(Beginning of Data provided)

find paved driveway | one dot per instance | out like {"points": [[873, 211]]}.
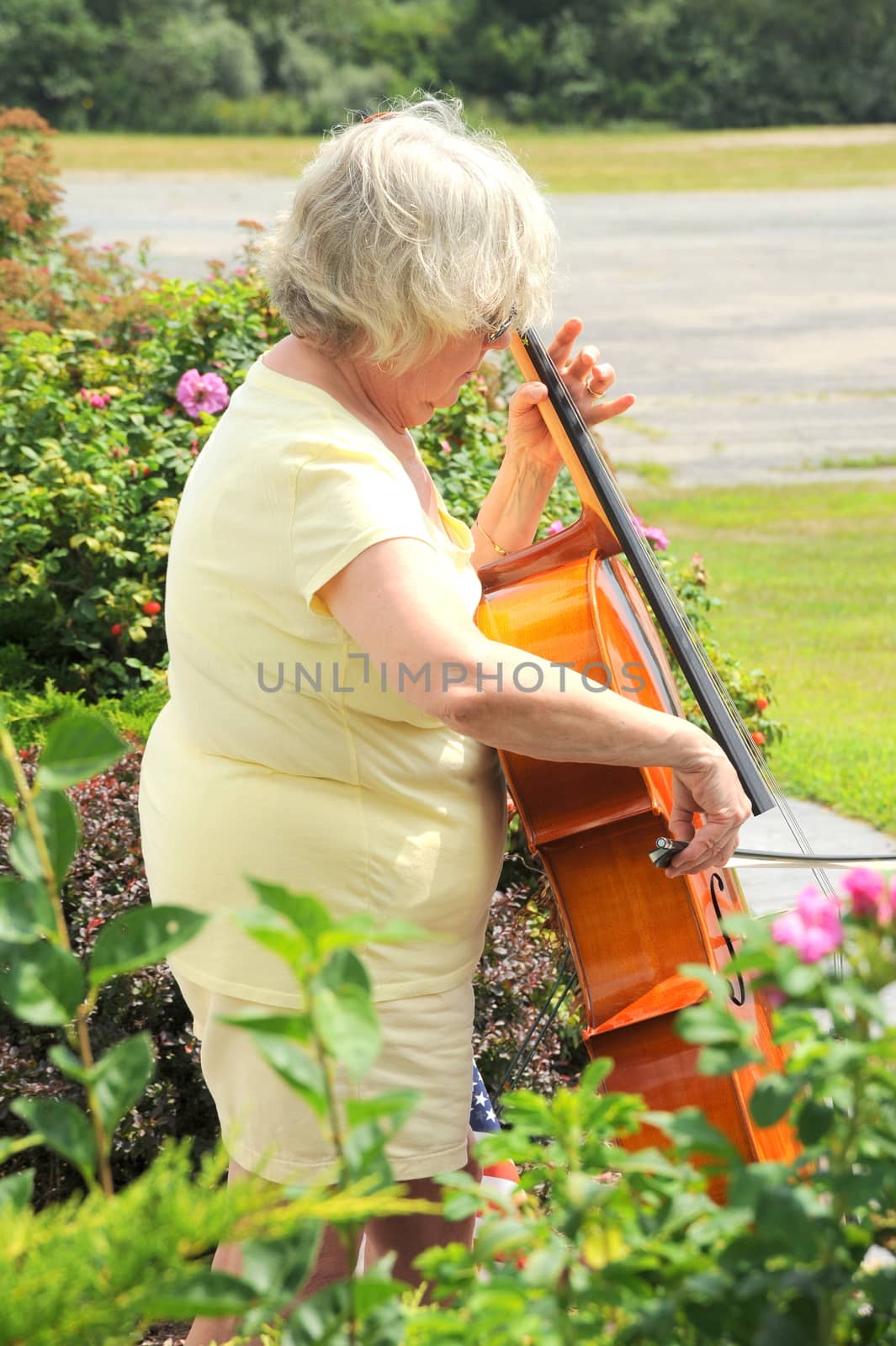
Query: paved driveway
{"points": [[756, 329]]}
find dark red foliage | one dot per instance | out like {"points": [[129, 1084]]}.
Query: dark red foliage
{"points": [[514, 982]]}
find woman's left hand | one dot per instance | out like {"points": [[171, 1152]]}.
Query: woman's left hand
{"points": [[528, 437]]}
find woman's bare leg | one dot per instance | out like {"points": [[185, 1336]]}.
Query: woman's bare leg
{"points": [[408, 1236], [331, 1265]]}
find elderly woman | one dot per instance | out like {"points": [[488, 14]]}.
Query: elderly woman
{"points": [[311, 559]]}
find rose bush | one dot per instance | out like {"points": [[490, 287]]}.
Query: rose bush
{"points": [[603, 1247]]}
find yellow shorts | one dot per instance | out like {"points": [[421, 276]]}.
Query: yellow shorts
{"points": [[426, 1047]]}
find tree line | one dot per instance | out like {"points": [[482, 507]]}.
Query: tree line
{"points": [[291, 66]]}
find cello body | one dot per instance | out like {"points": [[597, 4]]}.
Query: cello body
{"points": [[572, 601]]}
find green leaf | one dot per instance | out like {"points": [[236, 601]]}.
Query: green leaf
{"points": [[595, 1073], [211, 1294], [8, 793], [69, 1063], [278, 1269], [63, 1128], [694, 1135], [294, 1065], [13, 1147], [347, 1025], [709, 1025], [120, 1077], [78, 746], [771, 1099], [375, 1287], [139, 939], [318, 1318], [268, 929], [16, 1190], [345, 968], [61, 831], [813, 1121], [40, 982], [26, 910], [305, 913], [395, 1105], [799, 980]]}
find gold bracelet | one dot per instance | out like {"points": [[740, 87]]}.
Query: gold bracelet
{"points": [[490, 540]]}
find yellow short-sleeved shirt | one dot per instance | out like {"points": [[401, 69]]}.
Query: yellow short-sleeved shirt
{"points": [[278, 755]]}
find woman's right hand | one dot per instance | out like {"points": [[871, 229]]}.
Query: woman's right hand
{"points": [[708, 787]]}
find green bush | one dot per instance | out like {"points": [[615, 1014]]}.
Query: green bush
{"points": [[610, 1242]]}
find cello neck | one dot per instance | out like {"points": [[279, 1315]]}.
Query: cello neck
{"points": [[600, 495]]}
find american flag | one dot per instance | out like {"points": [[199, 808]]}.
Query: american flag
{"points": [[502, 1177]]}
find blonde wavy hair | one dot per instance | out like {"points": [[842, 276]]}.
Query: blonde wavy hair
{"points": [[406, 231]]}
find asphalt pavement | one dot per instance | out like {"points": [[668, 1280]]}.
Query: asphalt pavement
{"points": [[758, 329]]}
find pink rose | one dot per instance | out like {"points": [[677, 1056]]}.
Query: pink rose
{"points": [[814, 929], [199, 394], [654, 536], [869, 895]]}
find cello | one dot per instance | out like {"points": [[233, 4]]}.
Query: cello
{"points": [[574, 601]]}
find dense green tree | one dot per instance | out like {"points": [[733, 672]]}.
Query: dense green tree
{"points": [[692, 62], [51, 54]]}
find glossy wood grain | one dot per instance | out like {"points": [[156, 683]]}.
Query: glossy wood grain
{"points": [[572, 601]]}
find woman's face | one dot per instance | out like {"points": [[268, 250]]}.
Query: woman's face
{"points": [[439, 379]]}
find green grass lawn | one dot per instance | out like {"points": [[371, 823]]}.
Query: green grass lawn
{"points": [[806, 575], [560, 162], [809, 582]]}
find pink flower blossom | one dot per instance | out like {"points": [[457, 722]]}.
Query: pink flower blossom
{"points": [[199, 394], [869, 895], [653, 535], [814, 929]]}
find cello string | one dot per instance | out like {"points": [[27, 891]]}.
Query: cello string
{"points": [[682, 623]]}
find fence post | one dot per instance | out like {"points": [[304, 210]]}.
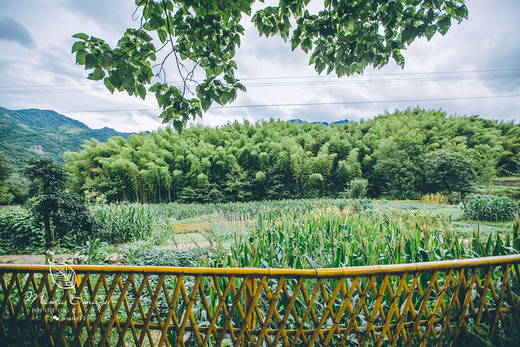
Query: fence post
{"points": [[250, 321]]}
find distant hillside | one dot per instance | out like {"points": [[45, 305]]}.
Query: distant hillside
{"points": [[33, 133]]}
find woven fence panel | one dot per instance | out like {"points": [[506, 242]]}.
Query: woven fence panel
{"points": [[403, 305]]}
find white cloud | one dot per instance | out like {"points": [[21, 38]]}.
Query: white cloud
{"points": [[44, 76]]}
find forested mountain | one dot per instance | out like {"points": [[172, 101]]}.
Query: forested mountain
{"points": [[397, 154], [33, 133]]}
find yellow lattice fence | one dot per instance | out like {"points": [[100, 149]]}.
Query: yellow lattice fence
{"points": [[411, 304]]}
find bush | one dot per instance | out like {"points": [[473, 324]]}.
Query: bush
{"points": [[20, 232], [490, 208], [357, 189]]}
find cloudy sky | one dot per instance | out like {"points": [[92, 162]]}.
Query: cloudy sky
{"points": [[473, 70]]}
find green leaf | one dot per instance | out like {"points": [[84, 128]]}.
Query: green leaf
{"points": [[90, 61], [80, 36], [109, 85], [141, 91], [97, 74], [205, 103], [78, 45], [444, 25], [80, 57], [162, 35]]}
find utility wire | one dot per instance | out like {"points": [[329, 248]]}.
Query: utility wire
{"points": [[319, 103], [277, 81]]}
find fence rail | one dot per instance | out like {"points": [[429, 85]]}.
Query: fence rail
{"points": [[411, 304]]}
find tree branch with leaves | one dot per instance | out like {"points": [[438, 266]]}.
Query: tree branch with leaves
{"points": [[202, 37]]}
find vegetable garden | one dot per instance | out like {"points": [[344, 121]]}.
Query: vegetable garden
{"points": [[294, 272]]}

(End of Data provided)
(Beginning of Data provided)

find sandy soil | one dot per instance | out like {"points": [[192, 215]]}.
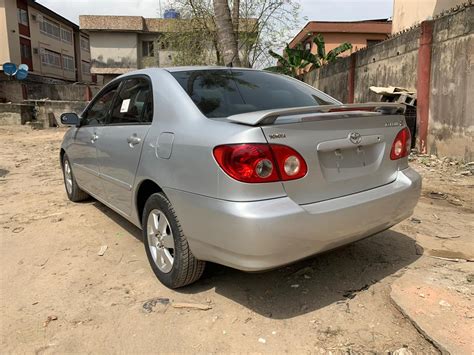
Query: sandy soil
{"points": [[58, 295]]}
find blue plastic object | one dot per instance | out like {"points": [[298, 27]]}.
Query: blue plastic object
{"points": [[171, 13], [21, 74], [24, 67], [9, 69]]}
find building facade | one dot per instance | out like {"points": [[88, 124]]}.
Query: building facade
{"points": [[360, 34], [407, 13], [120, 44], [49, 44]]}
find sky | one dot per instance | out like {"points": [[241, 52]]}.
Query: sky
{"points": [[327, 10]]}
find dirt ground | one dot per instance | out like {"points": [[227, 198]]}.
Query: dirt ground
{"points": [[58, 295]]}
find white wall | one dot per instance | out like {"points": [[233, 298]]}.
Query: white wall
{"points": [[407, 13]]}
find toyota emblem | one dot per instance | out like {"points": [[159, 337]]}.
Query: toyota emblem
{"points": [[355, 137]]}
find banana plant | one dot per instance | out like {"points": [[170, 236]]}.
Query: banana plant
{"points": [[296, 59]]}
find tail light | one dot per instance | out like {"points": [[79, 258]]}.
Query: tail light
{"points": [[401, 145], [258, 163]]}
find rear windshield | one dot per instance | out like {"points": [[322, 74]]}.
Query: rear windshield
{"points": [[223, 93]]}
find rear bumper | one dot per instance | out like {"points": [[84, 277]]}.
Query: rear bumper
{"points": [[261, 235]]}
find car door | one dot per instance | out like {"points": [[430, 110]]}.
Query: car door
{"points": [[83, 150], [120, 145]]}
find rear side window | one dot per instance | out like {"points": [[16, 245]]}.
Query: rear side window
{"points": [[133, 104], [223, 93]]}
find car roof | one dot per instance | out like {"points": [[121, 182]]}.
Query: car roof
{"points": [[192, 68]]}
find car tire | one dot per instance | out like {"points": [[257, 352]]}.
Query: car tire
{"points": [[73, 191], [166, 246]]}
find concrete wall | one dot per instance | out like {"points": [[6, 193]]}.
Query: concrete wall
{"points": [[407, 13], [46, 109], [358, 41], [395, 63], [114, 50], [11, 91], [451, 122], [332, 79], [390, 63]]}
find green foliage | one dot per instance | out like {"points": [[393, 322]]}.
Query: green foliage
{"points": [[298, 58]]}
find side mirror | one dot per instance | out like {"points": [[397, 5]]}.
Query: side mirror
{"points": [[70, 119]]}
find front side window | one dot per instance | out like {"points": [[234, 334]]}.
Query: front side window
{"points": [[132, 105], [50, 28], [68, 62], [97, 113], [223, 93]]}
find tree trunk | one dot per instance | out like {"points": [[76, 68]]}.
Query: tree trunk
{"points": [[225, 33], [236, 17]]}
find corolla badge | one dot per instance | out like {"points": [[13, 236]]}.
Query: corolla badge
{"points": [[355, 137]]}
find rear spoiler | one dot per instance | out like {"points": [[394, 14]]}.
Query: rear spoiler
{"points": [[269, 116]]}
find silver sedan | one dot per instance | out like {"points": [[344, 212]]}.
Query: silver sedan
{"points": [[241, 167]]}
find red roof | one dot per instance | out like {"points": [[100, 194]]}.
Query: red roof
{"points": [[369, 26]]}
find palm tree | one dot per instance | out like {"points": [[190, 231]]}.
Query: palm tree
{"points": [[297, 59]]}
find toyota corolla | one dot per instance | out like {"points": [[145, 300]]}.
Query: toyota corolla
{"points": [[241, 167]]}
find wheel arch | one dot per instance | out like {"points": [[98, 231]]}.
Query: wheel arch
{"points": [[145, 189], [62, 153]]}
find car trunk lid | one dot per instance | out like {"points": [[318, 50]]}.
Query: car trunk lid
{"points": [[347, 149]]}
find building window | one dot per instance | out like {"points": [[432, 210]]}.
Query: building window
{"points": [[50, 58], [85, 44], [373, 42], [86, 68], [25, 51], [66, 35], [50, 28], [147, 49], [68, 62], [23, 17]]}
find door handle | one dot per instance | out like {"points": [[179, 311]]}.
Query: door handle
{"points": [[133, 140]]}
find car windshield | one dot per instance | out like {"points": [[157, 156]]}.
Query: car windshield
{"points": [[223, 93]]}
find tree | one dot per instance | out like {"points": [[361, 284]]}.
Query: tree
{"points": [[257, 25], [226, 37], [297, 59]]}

(End of Data provided)

* **Requirement**: What do the lines above say from the one containing "Query: fence rail" down to the one containing "find vegetable garden"? Return them exactly, both end lines included, and only them.

* **Written response**:
Query: fence rail
{"points": [[411, 304]]}
find tree branch with leaves | one dot per instance | out like {"points": [[438, 266]]}.
Query: tree branch with leaves
{"points": [[202, 37]]}
find vegetable garden | one dot per instance | out like {"points": [[344, 121]]}.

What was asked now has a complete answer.